> **Records supplied**:
▶

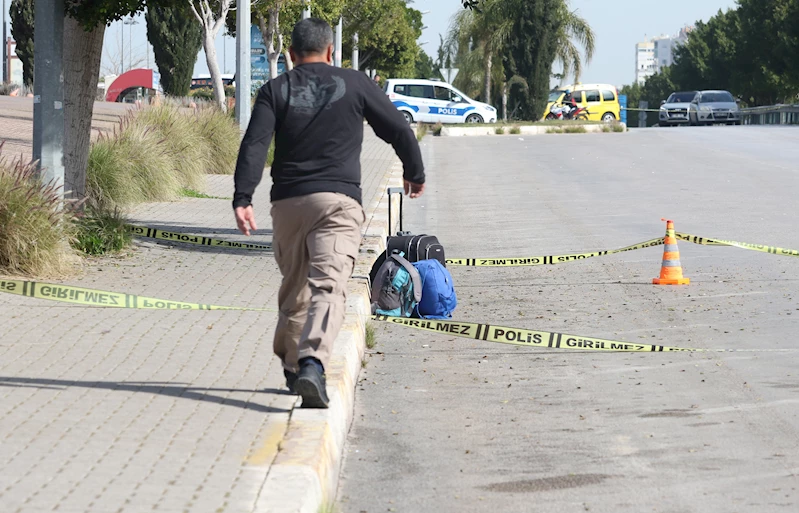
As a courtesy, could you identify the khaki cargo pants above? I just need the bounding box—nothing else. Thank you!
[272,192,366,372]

◀
▶

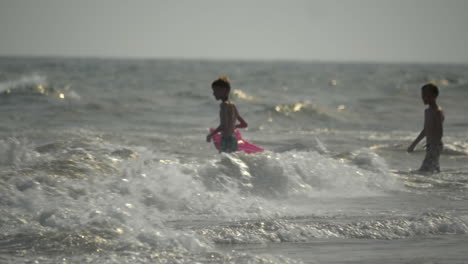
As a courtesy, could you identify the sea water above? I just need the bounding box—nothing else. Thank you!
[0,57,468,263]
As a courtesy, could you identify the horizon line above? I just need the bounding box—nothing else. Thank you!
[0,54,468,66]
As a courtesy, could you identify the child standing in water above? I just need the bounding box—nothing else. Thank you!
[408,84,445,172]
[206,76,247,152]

◀
▶

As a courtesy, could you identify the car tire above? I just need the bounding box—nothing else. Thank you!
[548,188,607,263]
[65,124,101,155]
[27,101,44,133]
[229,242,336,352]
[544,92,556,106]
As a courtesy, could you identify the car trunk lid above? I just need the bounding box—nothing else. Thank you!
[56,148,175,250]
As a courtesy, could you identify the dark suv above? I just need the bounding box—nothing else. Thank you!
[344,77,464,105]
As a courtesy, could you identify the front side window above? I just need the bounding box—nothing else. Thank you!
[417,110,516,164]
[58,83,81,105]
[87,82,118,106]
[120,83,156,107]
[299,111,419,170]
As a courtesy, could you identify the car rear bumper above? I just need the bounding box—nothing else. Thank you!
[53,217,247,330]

◀

> **Written instruction**: List every line of the data above that contains the word "water", matching case exactly.

> **Task result**:
As a courtesy, could you identify the sea water above? I just need the bounding box—nothing else. Thank you!
As a courtesy, could you identify the child standing in water above? I just need the bounding box—nothing else. Thank you!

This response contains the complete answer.